■ **Exercise details**
Copy every one of the records below word for word, with no line changed, added, or left out.

■ **Available records**

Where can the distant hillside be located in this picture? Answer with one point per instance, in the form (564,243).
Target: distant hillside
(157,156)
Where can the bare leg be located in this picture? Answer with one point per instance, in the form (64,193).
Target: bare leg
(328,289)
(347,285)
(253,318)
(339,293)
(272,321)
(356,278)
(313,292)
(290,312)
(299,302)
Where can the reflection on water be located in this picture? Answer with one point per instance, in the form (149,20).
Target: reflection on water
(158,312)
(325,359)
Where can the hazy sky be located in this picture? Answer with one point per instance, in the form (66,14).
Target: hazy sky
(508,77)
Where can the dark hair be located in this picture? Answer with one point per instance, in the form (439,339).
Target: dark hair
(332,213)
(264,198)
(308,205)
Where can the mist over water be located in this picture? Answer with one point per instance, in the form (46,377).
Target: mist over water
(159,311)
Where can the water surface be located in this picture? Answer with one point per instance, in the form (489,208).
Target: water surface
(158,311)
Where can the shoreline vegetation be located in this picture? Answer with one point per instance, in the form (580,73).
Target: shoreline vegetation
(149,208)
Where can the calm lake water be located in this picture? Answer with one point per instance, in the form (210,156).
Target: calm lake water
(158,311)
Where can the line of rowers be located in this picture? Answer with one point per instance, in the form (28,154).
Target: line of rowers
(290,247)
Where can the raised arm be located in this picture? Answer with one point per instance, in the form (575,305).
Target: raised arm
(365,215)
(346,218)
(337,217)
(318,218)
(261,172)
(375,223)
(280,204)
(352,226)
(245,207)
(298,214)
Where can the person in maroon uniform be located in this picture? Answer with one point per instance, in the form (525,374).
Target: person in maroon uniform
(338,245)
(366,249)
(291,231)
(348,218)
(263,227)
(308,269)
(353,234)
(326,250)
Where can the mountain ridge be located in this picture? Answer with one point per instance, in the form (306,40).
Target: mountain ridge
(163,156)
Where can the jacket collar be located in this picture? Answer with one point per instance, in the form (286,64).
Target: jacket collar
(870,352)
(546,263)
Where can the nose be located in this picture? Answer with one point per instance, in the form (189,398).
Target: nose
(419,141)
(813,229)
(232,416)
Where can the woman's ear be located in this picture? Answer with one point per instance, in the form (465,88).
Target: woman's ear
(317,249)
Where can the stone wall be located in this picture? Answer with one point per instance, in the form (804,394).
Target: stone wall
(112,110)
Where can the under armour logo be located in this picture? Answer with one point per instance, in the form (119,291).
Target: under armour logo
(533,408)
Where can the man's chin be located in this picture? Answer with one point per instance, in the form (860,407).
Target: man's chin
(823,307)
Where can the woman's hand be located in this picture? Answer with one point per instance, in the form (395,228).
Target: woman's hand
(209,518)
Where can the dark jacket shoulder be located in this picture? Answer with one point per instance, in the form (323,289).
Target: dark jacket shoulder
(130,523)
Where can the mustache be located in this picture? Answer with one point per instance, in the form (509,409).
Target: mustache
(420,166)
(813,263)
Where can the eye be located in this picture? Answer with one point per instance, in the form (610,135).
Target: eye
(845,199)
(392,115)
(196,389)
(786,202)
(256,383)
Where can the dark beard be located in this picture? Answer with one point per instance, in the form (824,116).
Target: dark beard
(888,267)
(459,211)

■ **Correct answer**
Where can the distant hillside be located in this picture? Answer with one point per instance, in the form (564,243).
Target: distant hillside
(157,156)
Where can the bare leg be located in this picture? Answer with one point per instance, in the form (64,193).
Target: bare leg
(328,289)
(347,285)
(253,318)
(339,293)
(272,321)
(356,278)
(313,292)
(290,312)
(299,302)
Where can the reflection on water be located in this picture? Answer with one point per instance, in the form (149,20).
Target: reflection on water
(158,312)
(325,359)
Where can the hazy sky be located in this picture? Answer with one point per instance, in the form (66,14).
Target: hazy sky
(508,77)
Where can the dark hair be located in this picture? Answer with one point per instance, in the form (439,339).
Target: dark hair
(332,213)
(264,198)
(308,205)
Where can the mist over water be located in this picture? Answer with one point per instance, in the form (46,377).
Target: mist over water
(159,311)
Where can the water surface be located in this picture? Answer with one point per instance, in the form (489,208).
Target: water surface
(158,311)
Where can the shoreline vegetation be located in this picture? Answer with one point per instance, in the form (580,73).
Target: shoreline vegetation
(149,208)
Where can the calm lake water be located in this picture? Answer with one point per instance, in the form (210,156).
Target: calm lake water
(158,311)
Where can the line of rowers be located in this picture? Answer with one point per instance, in the form (28,154).
Target: line of rowers
(290,247)
Where can the raised arm be located in this picture? Answer with one point per instance, in the form (575,305).
Target: raised arm
(365,215)
(346,218)
(337,217)
(318,218)
(261,172)
(375,223)
(280,204)
(352,226)
(245,207)
(298,214)
Where can the person in maroon uniform be located in this picture? Answer with one point per instance, in the form (525,374).
Target: person in maroon uniform
(338,245)
(366,249)
(291,231)
(348,218)
(263,227)
(308,269)
(353,234)
(326,250)
Where can the mountain ridge be located in this picture? Answer with one point per instance, in the form (306,40).
Target: mountain ridge
(163,156)
Where can the jacket collar be located in this picture? Answer with one point per instance, in the form (286,64).
Target: jacket collar
(870,352)
(546,263)
Where can the nose be located in this picture? Answer with one point per instance, in the form (189,398).
Target: nose
(419,141)
(813,229)
(232,416)
Where can the woman's ear be located in this picture? Answer with one point per instance, in the form (465,88).
Target: woman's ear
(317,249)
Where can the stone wall be located in this picture? Answer with one point per instance, in the form (804,394).
Target: stone wall
(112,110)
Where can the under armour logo be located in this picture? Answer with one point per instance, in the form (119,291).
Target: under armour logo
(533,408)
Where can the man's chin be located in this picture? Answer with one point per instance, in the form (860,407).
Target: man's chin
(823,307)
Where can the woman's hand be located in this picture? Answer with one point per instance, in the form (395,228).
Target: woman's hand
(209,518)
Where can the dark jacket shoulder be located in this picture? Answer with one point per instance, in the form (323,289).
Target: dark jacket shoulder
(130,523)
Where can the mustache be located in this picture? Answer with one point per instance, in the form (509,409).
Target: mustache
(420,166)
(813,263)
Where can the eye be located in this picture? Answer with one point per instance, in the form (610,135).
Target: eye
(845,199)
(392,115)
(196,389)
(786,202)
(256,383)
Where can the dark beard be located in this picture? Answer with one point per instance, in the form (824,116).
Target: dark beard
(888,267)
(459,211)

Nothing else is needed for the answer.